I think I need to write a fantasy novel in which an older woman has to go on a quest with a younger guy and an older guy, and the younger guy falls for her and she kind of likes the older guy, but she eventually uses her treasure money to buy a small house of her own where she settles down with her kids and cats to write novels, and that's a happy ending.
Do. I've been looking for good female fantasy writers for quite some time now, but I keep finding so many that have the basic plot of 'One specific woman rises through discrimination and/or the noble caste system and overthrows it to prove her worth', rather than 'it was never in question in the first place'.
My knee-jerk reaction is that a fantasy world (the typical one where it is 'Medieval Europe but with dragons') without gender inequality will feel out-of-place.

Then again... I look back at Final Fantasy IX, where the Alexandria kingdom had a female-dominated army. I never questioned this before. Perhaps in a literary version of FFIX I would have wondered "What is the history that allowed for this matriarchy to happen?" The question itself feels inappropriate, but in fantasy settings I usually expect that unless we are dealing with a version of the MUSCULAR EXTREME AMAZON TRIBE, females will be placed below males and thusly the extreme achievements of women will be seen as an astounding rarity.

### Data to examine
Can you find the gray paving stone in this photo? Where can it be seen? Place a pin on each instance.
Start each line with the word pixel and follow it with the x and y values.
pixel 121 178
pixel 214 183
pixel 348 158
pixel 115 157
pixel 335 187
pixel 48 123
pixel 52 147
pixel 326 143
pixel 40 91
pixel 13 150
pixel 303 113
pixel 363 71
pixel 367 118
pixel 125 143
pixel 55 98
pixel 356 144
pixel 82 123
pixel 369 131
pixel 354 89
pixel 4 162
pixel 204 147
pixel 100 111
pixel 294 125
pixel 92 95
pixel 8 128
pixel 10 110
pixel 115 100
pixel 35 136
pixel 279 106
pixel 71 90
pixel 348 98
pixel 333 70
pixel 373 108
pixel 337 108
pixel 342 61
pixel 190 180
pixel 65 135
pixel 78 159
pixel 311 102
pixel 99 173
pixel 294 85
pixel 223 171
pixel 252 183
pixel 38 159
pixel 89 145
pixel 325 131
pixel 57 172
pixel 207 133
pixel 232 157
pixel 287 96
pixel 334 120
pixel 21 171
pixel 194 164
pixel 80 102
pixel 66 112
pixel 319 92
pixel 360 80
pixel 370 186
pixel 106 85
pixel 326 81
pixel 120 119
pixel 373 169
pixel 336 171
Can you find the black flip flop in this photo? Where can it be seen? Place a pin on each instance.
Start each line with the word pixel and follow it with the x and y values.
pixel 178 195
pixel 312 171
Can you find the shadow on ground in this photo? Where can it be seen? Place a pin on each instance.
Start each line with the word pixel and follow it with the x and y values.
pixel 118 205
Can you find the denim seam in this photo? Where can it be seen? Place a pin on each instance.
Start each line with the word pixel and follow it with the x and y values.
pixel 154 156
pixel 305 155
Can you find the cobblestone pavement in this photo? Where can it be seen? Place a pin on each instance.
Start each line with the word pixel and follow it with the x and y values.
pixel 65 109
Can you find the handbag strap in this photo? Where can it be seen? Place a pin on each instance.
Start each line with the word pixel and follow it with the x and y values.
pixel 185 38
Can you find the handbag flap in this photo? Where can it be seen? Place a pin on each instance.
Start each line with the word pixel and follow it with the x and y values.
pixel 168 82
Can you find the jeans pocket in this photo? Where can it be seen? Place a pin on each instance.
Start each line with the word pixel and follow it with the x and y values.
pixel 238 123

### What you have to do
Continue the discussion about women and gender roles in fantasy stories, picking up after its final sentence.

### Exercise output
I'm probably overthinking the issue based on obsolete lenses of thought.
 

Octo

KULT OF KERMITU
AKA
Octo, Octorawk, Clarky Cat, Kissmammal2000
Then again... I look back at Final Fantasy IX, where the Alexandria kingdom had a female-dominated army. I never questioned this before. Perhaps in a literary version of FFIX I would have wondered "What is the history that allowed for this matriarchy to happen?"

Well if Steiner and the Pluto Knights are anything to go by 'hideous male incompetence' would be the answer to that one :monster:
 

Fangu

Great Old One
"The way I've always seen this working out in my own head is when I come up with a fictional universe with fictional inhabitants and backstories for those inhabitants and then "leave it" to go do something else for a while. Nine times out of ten, by the time I get back to it the inhabitants have "decided" to do something completely different then what I was planning for them to do and have usually "re-written" their backstories, etc. On one level, I'm the one who's doing all that because it's literally all happening in my head. On another level, I'm not doing it consciously, because the characters themselves are."
It's really nice when the characters work themselves out. I really like it when they do something completely different, like you say. You'll have something planned out (by your left side of the brain), often being a result of some subconscious process - often including a lot of tropes - and then your characters (subconsciousness/ right side of your brain/ whatevs) starts working, chewing, grinding, and out comes this version of it that somehow feels more real than anything else. I love that.
The question itself feels inappropriate, but in fantasy settings I usually expect that unless we are dealing with a version of the MUSCULAR EXTREME AMAZON TRIBE, females will be placed below males and thusly the extreme achievements of women will be seen as an astounding rarity.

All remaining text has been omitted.